> _ИСХОДНЫЙ ТЕКСТ_
──────────────────────────────

4 января Ленин, уже задумавший статью «О кооперации», счел необходимым отвлечься от работы над ней и незамедлительно сделать добавление к письму, которое он продиктовал десять дней назад. «Сталин слишком груб», — записала Фотиева его первые слова. Этот недостаток нетерпим в должности генсека, поэтому Ленин предложил переместить Сталина с занимаемого им поста и назначить на его место человека более терпимого, более лояльного, более вежливого и более внимательного к товарищам. «Это обстоятельство может показаться ничтожной мелочью, — продиктовал Ленин в заключение. — Но я думаю, что с точки зрения предохранения от раскола и с точки зрения написанного мною выше [то есть 24 декабря. — Д-Ш.] о взаимоотношении Сталина и Троцкого, это не мелочь, или это такая мелочь, которая может получить решающее значение».

Этим добавлением была завершена та часть «Письма к съезду», в которой изложен «ряд соображений чисто личного свойства» относительно некоторых высших руководителей. Больше к этой части письма Ленин не возвращался, хотя проблема «личного, случайного элемента» в принятии решений продолжала его волновать и в последующие недели, а вопрос о перемещении Сталина с поста генсека не был оставлен вплоть до начала марта, когда у Ленина во время конфликта со Сталиным произошел новый, и ещё более тяжелый, приступ болезни. Конфликт этот поставил отношения между ними на грань разрыва.

Короткое — всего лишь четыре фразы — добавление, продиктованное 4 января, тем не менее значительно усилило смысловое значение всего документа[23]. Характеризуя его в целом, Н.К. Крупская в уже названной статье отмечала: «Никакого недоверия к… товарищам, с которыми В.И. связывали долгие годы совместной работы, в письмах нет. Напротив, в письмах есть немало лестного по их адресу… Письма имели целью помочь остающимся товарищам направить работу по правильному руслу — поэтому наряду с достоинствами отмечались и те недостатки этих товарищей, в том числе и Троцкого, которые необходимо учесть, чтобы наилучшим образом организовать работу партийного руководящего коллектива». В принципе с такой оценкой нельзя не согласиться, особенно в той её части, которая акцентирует внимание на ленинском завете организации коллективного руководства, чем, кстати, и были, скорее всего, вызваны указания на «недостатки этих товарищей», исключавшие возможность притязания кого-либо из них на особое положение в руководстве.

──────────────────────────────

> _ФРАГМЕНТЫ ДАННЫХ_
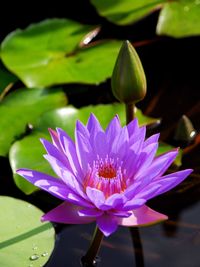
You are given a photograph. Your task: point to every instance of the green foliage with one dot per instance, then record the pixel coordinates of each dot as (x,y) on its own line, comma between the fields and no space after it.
(124,12)
(23,107)
(177,18)
(22,236)
(180,19)
(50,52)
(27,153)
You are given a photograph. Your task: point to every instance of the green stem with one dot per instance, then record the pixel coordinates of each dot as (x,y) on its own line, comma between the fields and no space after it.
(130,113)
(137,244)
(89,259)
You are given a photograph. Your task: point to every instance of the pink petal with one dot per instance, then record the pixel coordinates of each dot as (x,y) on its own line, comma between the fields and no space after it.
(142,217)
(69,150)
(93,125)
(152,139)
(67,213)
(84,150)
(46,182)
(107,224)
(96,196)
(134,204)
(90,212)
(54,137)
(133,127)
(112,130)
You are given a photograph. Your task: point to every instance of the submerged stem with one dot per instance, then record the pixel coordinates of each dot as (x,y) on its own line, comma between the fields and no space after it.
(137,244)
(89,259)
(130,112)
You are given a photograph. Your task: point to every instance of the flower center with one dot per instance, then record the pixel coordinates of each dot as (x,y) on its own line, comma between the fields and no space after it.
(107,171)
(106,175)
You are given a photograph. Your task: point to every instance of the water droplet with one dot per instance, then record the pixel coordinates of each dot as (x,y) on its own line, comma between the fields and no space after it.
(34,257)
(45,254)
(186,8)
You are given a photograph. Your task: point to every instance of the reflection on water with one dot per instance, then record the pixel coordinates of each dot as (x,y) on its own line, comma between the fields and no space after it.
(180,248)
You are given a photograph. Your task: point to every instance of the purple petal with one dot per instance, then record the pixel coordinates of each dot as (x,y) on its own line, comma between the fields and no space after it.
(120,143)
(46,182)
(69,150)
(120,213)
(68,178)
(148,191)
(67,213)
(93,125)
(137,139)
(84,150)
(55,139)
(90,212)
(152,139)
(133,127)
(134,204)
(115,201)
(142,217)
(107,224)
(113,129)
(157,168)
(96,196)
(100,145)
(79,201)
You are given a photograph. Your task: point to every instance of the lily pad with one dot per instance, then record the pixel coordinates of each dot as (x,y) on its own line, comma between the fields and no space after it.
(27,153)
(50,52)
(180,18)
(163,148)
(6,78)
(22,107)
(24,240)
(125,12)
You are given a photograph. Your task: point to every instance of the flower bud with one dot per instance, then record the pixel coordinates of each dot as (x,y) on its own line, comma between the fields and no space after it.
(185,131)
(128,79)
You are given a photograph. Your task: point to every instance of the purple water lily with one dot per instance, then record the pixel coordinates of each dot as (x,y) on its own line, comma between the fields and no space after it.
(105,176)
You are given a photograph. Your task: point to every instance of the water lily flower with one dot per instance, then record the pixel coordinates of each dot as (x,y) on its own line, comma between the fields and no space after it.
(105,176)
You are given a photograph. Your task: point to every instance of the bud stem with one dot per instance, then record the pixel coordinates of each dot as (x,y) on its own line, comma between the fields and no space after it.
(89,259)
(130,112)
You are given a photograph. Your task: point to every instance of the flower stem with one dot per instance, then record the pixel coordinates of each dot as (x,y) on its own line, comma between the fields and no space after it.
(89,259)
(137,244)
(130,112)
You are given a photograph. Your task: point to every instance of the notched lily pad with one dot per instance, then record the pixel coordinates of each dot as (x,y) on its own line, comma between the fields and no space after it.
(24,240)
(125,12)
(52,52)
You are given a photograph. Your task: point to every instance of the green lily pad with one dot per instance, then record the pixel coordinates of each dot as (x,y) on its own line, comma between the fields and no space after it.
(22,107)
(180,18)
(50,52)
(124,12)
(24,240)
(163,148)
(27,153)
(6,78)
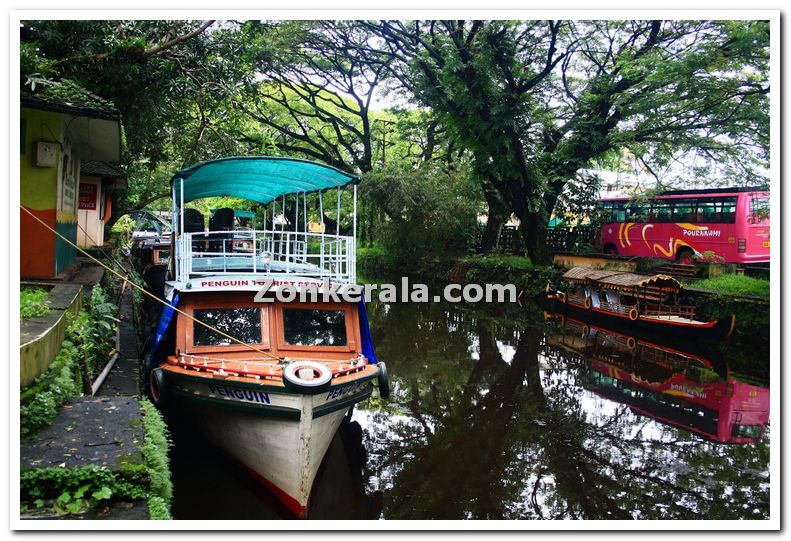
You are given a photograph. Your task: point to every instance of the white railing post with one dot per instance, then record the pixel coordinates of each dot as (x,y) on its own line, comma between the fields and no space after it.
(288,251)
(354,239)
(255,257)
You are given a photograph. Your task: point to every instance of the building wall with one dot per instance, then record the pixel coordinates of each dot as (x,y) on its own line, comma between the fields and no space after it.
(38,194)
(48,192)
(90,230)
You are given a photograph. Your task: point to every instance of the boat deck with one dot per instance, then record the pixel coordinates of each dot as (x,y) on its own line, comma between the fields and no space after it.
(675,319)
(262,371)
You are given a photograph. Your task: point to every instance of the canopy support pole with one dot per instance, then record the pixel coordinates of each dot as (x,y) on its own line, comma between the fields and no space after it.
(338,216)
(173,231)
(354,237)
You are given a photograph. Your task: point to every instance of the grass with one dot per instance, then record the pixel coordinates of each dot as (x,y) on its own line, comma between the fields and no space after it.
(737,284)
(501,261)
(31,302)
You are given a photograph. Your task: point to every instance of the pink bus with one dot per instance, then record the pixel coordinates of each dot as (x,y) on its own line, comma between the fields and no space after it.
(731,224)
(724,411)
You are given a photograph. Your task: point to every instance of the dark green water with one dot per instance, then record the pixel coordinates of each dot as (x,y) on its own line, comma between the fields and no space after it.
(501,417)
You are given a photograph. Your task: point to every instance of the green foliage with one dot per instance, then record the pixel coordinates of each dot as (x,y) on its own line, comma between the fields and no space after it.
(40,402)
(72,490)
(537,103)
(81,499)
(155,451)
(424,213)
(158,509)
(738,284)
(31,302)
(94,330)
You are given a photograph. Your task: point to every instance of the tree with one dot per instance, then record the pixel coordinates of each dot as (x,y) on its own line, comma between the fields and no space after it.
(314,91)
(171,80)
(535,102)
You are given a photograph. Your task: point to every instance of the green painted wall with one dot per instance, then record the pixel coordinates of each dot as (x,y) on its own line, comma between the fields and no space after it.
(38,185)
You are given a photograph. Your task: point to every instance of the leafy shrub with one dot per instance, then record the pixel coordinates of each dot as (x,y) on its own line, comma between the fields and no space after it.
(40,401)
(31,302)
(737,284)
(94,331)
(423,213)
(155,451)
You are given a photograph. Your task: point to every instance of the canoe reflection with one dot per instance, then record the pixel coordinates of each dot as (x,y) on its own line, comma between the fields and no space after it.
(690,388)
(208,485)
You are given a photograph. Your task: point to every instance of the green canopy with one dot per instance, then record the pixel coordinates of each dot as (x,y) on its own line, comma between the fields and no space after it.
(257,178)
(240,213)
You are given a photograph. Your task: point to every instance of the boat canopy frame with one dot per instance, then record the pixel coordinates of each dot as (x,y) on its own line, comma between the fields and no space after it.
(262,179)
(265,180)
(623,281)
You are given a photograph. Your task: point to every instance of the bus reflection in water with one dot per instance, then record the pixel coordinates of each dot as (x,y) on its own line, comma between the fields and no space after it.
(690,390)
(729,225)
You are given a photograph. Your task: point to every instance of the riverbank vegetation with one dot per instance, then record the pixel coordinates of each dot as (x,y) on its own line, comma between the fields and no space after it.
(39,403)
(445,121)
(735,284)
(31,302)
(145,477)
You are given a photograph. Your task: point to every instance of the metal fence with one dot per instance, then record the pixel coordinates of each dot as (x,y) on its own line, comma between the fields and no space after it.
(559,239)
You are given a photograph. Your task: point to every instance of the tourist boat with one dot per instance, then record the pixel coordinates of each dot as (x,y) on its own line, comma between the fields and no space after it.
(635,302)
(267,382)
(692,390)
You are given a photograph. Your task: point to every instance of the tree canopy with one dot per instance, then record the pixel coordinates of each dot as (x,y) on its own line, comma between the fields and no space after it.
(530,106)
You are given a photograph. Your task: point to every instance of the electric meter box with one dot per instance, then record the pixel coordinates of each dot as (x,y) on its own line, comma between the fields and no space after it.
(46,154)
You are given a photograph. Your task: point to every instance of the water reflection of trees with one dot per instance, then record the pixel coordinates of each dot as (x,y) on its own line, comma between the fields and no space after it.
(488,436)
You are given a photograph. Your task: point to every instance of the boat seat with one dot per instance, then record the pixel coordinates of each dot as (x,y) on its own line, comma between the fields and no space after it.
(221,220)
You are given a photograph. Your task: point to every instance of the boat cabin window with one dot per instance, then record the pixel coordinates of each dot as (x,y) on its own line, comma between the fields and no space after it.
(242,323)
(314,327)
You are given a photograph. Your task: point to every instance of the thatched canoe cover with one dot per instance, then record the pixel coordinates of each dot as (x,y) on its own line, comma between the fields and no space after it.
(622,280)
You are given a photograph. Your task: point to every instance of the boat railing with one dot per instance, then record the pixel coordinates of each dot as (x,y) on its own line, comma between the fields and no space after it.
(577,298)
(615,307)
(276,253)
(654,309)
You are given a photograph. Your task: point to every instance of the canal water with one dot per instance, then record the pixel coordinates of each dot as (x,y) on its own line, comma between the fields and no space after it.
(496,416)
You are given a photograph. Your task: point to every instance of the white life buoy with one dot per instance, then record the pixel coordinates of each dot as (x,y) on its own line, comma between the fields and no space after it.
(307,377)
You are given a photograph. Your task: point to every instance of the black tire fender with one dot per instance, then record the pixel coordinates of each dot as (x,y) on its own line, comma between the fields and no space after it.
(320,383)
(383,381)
(158,387)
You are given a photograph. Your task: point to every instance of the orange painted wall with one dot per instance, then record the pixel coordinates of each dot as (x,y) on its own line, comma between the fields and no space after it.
(38,192)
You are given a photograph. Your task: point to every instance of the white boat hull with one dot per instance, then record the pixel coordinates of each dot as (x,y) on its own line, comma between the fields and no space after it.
(280,438)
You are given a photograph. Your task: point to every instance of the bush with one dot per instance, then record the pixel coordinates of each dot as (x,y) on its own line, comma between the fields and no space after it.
(94,331)
(31,302)
(737,284)
(155,451)
(422,214)
(40,401)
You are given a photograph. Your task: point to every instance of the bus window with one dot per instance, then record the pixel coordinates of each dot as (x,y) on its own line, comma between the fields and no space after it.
(759,209)
(636,212)
(618,212)
(729,210)
(684,210)
(660,211)
(708,212)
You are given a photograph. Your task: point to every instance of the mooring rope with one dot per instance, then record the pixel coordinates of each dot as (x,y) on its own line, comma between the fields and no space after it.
(149,294)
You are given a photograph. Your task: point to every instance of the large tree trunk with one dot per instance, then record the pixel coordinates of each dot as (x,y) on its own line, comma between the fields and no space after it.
(497,216)
(533,235)
(536,238)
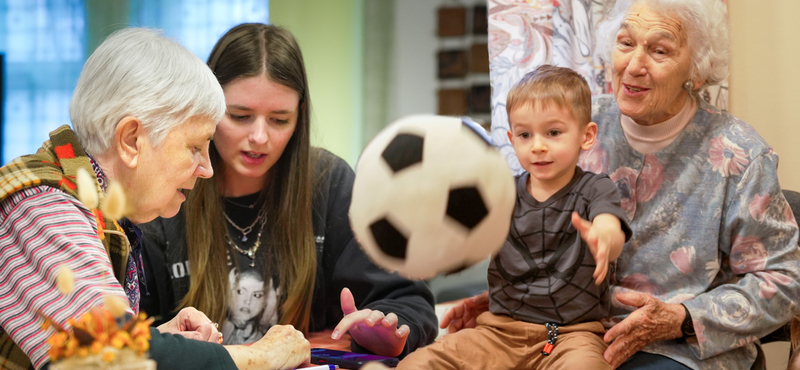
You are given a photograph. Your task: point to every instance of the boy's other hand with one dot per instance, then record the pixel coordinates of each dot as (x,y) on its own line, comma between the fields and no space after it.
(464,314)
(605,239)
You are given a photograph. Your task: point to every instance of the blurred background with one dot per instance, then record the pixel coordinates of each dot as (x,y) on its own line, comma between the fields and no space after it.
(369,61)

──────────────────────────────

> _ЗАДАНИЯ_
**A)** Определите, согласуются ли с исходным текстом утверждения (i), (ii) и (iii). Для каждого ответьте «да» или «нет» и приведите точную цитату из текста, которая это подтверждает.
(i) Добавление к письму было продиктовано 4 января.
(ii) Добавление состояло из десяти фраз.
(iii) После этого добавления Ленин ещё возвращался к той же части письма.
**B)** Ответьте по исходному тексту на вопросы (i), (ii) и (iii).
(i) Кто записал первые слова Ленина?
(ii) До какого времени оставался открытым вопрос о перемещении Сталина с поста генсека?
(iii) Кого Крупская называет по имени среди товарищей, чьи недостатки отмечались в письмах?

> _ВАШИ ОТВЕТЫ_
**A)**
(i) Да: «добавление, продиктованное 4 января».
(ii) Нет: «Короткое — всего лишь четыре фразы — добавление».
(iii) Нет: «Больше к этой части письма Ленин не возвращался».

**B)**
(i) Фотиева.
(ii) До начала марта.
(iii) Троцкого.